● **Your instructions**
Please copy out the entries below exactly, beginning with the line that contains "sample that shows" and ending with the line that contains "Provide the mask", and include nothing outside that span.

***** Records to use *****

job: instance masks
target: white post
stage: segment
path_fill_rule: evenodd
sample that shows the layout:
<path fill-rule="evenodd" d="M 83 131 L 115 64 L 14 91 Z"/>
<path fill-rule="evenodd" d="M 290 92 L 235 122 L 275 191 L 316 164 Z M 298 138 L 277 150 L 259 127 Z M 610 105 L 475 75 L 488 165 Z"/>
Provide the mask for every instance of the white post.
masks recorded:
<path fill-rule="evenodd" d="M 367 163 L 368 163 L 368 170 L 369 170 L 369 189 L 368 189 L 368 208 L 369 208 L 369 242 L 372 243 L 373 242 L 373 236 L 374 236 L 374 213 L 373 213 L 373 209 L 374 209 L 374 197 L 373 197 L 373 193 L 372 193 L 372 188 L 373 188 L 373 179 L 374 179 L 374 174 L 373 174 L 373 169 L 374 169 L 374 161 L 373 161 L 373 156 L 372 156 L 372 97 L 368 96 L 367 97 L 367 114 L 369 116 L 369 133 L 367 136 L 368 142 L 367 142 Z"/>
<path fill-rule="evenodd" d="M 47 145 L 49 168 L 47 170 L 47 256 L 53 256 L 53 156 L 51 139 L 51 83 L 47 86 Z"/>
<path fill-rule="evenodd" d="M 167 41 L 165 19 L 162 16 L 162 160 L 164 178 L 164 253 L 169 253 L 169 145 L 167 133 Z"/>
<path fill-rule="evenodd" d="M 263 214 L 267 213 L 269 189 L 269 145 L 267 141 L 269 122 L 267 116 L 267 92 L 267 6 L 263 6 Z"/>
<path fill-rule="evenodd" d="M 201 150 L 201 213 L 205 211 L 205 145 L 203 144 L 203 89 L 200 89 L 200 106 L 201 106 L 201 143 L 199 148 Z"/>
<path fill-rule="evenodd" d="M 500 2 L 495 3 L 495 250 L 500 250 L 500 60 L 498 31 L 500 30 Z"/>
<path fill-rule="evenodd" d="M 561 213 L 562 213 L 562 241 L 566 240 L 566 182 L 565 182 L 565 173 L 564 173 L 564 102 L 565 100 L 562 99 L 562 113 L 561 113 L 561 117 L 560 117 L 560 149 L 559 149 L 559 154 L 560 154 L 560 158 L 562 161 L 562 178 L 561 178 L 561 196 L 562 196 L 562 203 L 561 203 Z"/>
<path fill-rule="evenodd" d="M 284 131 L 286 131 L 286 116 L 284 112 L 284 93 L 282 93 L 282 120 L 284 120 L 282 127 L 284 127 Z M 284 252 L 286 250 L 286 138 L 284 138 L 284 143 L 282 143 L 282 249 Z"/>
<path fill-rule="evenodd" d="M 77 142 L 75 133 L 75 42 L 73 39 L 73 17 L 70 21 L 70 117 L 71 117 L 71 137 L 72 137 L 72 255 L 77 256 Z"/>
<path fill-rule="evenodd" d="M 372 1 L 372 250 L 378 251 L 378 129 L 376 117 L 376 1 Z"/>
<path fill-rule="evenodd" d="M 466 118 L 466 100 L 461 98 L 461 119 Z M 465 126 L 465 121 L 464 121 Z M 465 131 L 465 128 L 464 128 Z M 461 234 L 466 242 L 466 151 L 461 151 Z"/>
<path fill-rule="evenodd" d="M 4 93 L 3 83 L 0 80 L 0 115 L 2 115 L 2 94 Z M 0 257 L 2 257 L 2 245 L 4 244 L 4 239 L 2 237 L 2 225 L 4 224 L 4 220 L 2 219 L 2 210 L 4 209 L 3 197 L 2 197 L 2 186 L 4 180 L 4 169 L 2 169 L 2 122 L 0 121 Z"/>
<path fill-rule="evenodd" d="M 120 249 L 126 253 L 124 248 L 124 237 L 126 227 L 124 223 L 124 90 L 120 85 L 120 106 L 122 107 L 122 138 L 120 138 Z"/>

*****

● **Written reply**
sample that shows the layout:
<path fill-rule="evenodd" d="M 83 131 L 115 64 L 14 91 Z"/>
<path fill-rule="evenodd" d="M 290 92 L 235 122 L 275 191 L 316 164 Z M 298 138 L 277 150 L 259 127 Z M 610 105 L 475 75 L 488 165 Z"/>
Provide the mask for every instance of the white post.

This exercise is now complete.